- **RECORD EXCERPTS**:
◆ ◆ ◆

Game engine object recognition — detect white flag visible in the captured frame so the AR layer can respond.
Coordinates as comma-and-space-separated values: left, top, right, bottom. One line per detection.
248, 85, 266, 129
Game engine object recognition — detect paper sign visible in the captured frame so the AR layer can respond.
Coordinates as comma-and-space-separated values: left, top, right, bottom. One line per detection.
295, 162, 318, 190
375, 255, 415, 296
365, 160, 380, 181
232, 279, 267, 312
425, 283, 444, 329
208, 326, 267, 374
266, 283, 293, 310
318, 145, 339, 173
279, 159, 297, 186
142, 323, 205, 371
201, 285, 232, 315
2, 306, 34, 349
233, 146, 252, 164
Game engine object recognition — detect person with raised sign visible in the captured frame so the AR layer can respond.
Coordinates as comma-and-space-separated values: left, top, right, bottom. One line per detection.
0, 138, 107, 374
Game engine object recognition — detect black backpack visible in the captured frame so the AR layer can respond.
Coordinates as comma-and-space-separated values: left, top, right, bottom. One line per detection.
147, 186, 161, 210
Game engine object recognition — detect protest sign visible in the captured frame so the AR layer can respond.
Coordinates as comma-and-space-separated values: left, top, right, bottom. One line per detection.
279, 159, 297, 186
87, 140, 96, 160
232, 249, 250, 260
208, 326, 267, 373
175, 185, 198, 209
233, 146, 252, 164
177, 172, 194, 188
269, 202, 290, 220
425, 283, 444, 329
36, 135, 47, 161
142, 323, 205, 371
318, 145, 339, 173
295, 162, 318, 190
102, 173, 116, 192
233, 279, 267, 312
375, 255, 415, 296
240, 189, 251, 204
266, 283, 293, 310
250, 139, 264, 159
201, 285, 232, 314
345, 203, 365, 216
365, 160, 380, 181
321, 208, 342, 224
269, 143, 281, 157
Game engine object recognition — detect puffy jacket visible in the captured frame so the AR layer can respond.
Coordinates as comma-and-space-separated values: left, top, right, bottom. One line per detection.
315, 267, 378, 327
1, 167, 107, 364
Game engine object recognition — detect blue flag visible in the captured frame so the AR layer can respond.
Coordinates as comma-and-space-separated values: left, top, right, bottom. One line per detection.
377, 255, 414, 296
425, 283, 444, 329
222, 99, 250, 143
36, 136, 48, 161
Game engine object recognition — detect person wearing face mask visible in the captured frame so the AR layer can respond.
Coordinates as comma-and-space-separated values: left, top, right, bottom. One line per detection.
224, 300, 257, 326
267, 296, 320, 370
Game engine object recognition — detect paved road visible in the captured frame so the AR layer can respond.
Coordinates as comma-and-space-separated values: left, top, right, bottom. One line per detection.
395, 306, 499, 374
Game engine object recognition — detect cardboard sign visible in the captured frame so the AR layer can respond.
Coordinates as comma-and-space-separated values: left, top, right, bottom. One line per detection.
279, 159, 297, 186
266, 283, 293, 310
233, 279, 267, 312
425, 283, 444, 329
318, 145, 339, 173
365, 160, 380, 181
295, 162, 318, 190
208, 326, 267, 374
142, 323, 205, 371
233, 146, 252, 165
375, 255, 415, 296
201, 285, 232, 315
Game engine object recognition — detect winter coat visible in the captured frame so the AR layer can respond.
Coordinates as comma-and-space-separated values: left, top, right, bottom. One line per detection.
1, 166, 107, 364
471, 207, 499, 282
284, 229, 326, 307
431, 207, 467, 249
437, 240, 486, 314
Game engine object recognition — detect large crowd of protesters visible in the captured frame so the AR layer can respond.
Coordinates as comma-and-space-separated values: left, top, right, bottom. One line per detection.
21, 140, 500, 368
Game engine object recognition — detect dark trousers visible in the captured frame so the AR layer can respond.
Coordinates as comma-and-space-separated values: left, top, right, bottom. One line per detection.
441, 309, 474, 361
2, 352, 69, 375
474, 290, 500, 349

◆ ◆ ◆

- **SHORT PROBLEM**: Reproduce verbatim the stretch of the material above from the line containing "Game engine object recognition — detect protest" through the line containing "208, 326, 267, 373", with both of those lines included.

- **PROBLEM SOLUTION**:
Game engine object recognition — detect protest sign visible in the captured frame so the AR layer can respond.
Coordinates as comma-and-space-separated values: left, top, right, bottom. One line per detection.
279, 159, 297, 186
87, 140, 96, 160
232, 249, 250, 260
208, 326, 267, 373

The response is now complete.